Region segmentation data:
** begin **

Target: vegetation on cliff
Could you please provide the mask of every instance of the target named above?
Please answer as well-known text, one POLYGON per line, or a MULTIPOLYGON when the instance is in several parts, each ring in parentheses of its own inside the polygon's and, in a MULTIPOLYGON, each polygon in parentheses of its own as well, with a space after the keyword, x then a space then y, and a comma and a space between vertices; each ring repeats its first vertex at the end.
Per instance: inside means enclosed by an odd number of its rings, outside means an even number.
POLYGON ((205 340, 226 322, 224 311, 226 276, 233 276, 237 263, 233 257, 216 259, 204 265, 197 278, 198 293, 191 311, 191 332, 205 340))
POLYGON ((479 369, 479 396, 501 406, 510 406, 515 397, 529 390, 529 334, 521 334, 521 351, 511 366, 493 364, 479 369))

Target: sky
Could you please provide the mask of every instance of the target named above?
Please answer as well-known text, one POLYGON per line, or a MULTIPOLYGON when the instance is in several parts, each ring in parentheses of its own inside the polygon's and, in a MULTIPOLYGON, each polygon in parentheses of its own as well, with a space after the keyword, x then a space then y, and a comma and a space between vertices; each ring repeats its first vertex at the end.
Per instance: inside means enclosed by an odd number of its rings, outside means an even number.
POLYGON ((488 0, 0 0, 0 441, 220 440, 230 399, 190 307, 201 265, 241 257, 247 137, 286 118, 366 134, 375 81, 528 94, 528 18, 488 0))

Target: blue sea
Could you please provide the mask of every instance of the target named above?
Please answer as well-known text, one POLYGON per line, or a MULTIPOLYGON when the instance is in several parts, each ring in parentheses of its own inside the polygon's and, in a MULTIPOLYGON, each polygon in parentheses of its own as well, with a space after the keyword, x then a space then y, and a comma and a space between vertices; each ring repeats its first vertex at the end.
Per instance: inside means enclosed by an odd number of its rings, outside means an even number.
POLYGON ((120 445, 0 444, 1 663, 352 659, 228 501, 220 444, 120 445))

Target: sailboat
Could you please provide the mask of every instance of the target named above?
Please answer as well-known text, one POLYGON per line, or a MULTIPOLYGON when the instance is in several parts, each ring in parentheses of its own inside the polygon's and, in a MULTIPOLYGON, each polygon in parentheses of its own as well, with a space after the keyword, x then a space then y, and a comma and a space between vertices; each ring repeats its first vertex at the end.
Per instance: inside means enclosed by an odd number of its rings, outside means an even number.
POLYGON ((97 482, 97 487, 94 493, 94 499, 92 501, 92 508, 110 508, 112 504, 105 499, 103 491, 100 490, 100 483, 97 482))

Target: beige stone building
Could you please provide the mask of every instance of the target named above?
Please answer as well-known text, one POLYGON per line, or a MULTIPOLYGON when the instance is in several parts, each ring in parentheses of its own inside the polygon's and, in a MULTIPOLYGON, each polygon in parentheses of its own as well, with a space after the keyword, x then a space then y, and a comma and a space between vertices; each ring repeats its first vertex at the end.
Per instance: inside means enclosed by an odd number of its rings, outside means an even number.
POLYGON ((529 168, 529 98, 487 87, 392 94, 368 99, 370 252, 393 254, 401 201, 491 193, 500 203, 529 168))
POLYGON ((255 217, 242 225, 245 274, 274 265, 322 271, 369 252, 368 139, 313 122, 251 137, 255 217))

** end **

What you are asked to do:
Copy out, word for word, every line of the data from the line containing "Target: beige stone building" through the last line of the data.

Full response:
Target: beige stone building
Could you please provide the mask of every instance of the target named above?
Please answer as well-known text, one POLYGON per line, or a MULTIPOLYGON when the instance is in several parts, each ring in parentheses of its own inside the polygon's and, in a MULTIPOLYGON, each polygon in parentheses of its own as well, with a space after the keyword, x then a space then y, and a comma and a space between vertices; each ring repeats its first vertex at the end.
Per instance: inside means enclosed by an odd number of its rings, outside means an even number.
POLYGON ((529 168, 529 98, 487 87, 392 94, 368 99, 370 252, 393 254, 401 201, 491 193, 500 203, 529 168))
POLYGON ((255 217, 242 225, 245 274, 274 265, 322 271, 369 252, 368 139, 313 122, 251 137, 255 217))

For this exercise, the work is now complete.